» **本文**

一方、金井さん夫婦(http://president.jp/articles/-/210)と対照的な暮らしを送るカップルがいる。通信会社に派遣社員として勤務する阿部智(仮名)さんと、給与計算の代行会社で正社員として働く玲さんだ。現在、30歳の2人は、東北の同じ都市出身で高校の同級生。上京後、再会して意気投合し、同棲生活は4年目に突入した。
2人が住むのは、23区内にある新築マンションの2階。ペット可の物件で、部屋のドアを開けると愛犬のミニチュアピンシャーが威勢よく飛びついてくる。棚には音楽鑑賞が趣味である阿部さんのレコード2000枚が積まれ、奥には一緒に買ったスポーツタイプの自転車が仲良く2台並ぶ。オートロック完備の瀟洒な一室は、1DKの間取りで家賃は14万円ほどだ。
「僕の月給が手取りで23万円、彼女が20万円ほどだから、家賃はちょっと高いかもしれません。でも犬を飼いたかったし、2人の月給の3分の1には収まるから、まあいいかなと」と明るく語る阿部さんは、専門学校を卒業後、大手レコードショップに契約社員として勤務。バイヤーを任されやりがいを感じていたが、手取り14万円の月収に限界を覚え、4年半で退社した。それから半年の無職生活の後に就いた仕事は、現在で3年目に。

» **課題**
1) 本文のうち、「一方、金井さん夫婦(http」から「いた仕事は、現在で3年目に。」までを、両端の語句も含めてそのまま書き出してください。
2) 本文によると、阿部さんと玲さんが住む部屋の家賃はいくらですか。

» **提供データ**
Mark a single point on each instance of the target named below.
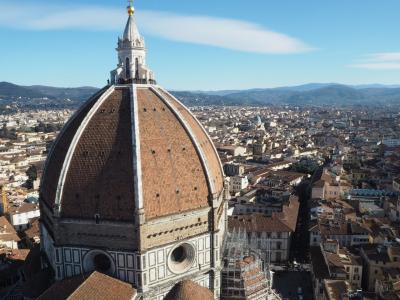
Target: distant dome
(130, 146)
(188, 290)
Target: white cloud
(380, 61)
(219, 32)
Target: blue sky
(207, 45)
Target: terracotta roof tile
(188, 290)
(173, 178)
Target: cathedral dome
(133, 186)
(130, 147)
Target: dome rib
(75, 141)
(59, 149)
(149, 155)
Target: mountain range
(318, 94)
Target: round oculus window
(181, 258)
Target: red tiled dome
(128, 146)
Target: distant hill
(13, 91)
(10, 90)
(317, 94)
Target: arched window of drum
(137, 68)
(127, 68)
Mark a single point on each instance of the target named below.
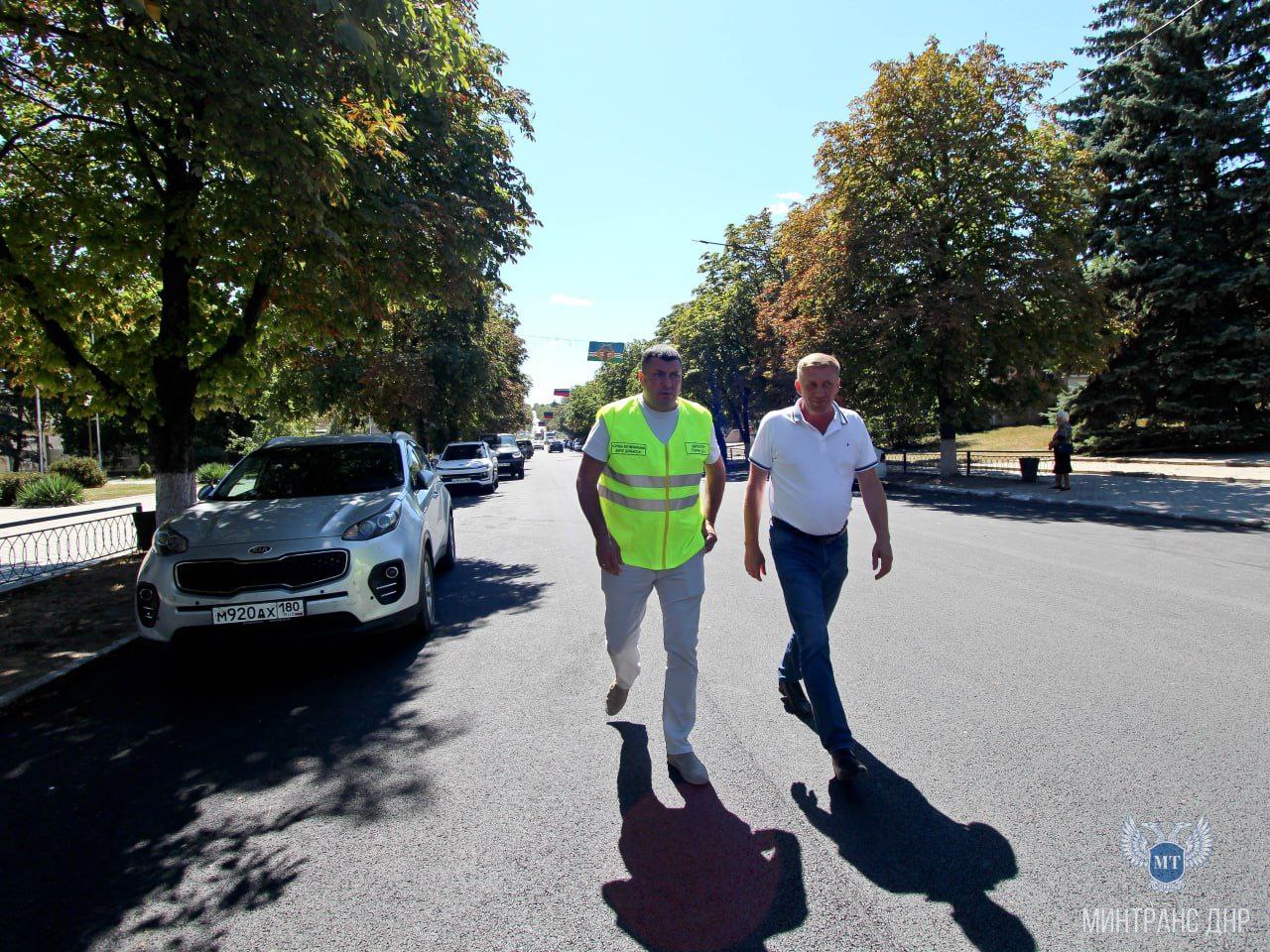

» **解答**
1)
一方、金井さん夫婦(http://president.jp/articles/-/210)と対照的な暮らしを送るカップルがいる。通信会社に派遣社員として勤務する阿部智(仮名)さんと、給与計算の代行会社で正社員として働く玲さんだ。現在、30歳の2人は、東北の同じ都市出身で高校の同級生。上京後、再会して意気投合し、同棲生活は4年目に突入した。
2人が住むのは、23区内にある新築マンションの2階。ペット可の物件で、部屋のドアを開けると愛犬のミニチュアピンシャーが威勢よく飛びついてくる。棚には音楽鑑賞が趣味である阿部さんのレコード2000枚が積まれ、奥には一緒に買ったスポーツタイプの自転車が仲良く2台並ぶ。オートロック完備の瀟洒な一室は、1DKの間取りで家賃は14万円ほどだ。
「僕の月給が手取りで23万円、彼女が20万円ほどだから、家賃はちょっと高いかもしれません。でも犬を飼いたかったし、2人の月給の3分の1には収まるから、まあいいかなと」と明るく語る阿部さんは、専門学校を卒業後、大手レコードショップに契約社員として勤務。バイヤーを任されやりがいを感じていたが、手取り14万円の月収に限界を覚え、4年半で退社した。それから半年の無職生活の後に就いた仕事は、現在で3年目に。

2) 家賃は14万円ほどです。